*** Materials provided ***

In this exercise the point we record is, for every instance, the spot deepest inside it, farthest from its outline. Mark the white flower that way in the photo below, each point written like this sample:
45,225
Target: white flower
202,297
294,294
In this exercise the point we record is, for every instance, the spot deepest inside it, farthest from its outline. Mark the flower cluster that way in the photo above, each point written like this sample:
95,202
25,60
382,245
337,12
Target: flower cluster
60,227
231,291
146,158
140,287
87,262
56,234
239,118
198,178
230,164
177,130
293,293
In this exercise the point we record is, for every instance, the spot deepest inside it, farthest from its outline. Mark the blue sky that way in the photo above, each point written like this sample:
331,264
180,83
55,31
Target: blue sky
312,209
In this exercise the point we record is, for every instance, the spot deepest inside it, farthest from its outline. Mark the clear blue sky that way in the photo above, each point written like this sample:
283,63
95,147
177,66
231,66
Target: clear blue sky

*** End of Materials provided ***
*** Materials provided ***

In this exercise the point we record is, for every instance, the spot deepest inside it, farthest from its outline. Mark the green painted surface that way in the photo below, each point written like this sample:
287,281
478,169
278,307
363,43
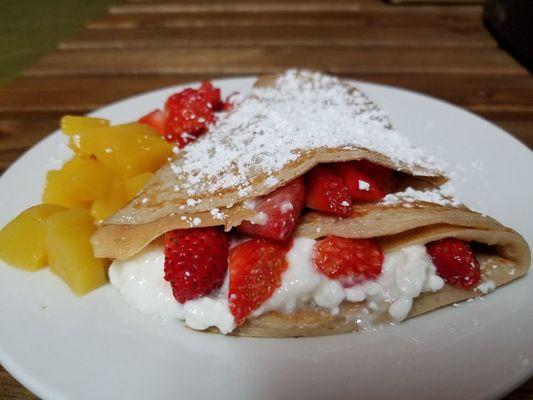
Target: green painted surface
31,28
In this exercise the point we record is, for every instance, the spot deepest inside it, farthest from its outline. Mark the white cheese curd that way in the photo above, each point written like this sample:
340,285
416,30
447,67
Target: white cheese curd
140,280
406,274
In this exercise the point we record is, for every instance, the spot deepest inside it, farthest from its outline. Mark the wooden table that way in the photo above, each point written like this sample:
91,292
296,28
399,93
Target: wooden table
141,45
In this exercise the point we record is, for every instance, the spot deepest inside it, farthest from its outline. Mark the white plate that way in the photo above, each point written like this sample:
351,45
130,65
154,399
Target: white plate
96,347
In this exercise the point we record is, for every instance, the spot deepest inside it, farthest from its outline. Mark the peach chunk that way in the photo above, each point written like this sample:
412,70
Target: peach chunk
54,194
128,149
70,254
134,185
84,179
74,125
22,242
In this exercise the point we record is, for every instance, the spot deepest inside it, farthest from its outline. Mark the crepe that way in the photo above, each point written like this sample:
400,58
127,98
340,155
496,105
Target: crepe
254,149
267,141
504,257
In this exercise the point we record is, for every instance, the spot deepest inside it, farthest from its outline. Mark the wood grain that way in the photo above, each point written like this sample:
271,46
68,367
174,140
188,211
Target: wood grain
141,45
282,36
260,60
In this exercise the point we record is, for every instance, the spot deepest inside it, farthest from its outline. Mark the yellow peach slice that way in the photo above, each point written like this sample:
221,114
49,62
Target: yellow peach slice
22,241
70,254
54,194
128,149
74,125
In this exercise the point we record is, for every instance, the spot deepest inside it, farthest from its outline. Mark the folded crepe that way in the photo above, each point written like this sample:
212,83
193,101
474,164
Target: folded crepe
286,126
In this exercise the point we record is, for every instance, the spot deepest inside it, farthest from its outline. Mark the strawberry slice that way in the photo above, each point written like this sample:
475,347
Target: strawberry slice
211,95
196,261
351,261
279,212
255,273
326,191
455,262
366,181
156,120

*** End of Materials provided ***

__Prompt__. From the listing above, output exactly the run of lines that starts with the line containing "Mark the blue" and ends with the line containing "Target: clear blue sky".

__Exercise output__.
In this exercise the point we record is, for every instance, the spot deepest inside it, farthest from its outline. Mark the blue sky that way in the photo above, each point written like this sample:
331,264
180,83
55,31
Target: blue sky
312,209
In this exercise the point we record is, for every instance, the spot deepest inside it, farthest from its outline. Mark the clear blue sky that way in the photo above, each point written like this sample:
283,63
95,147
177,66
231,66
Target: clear blue sky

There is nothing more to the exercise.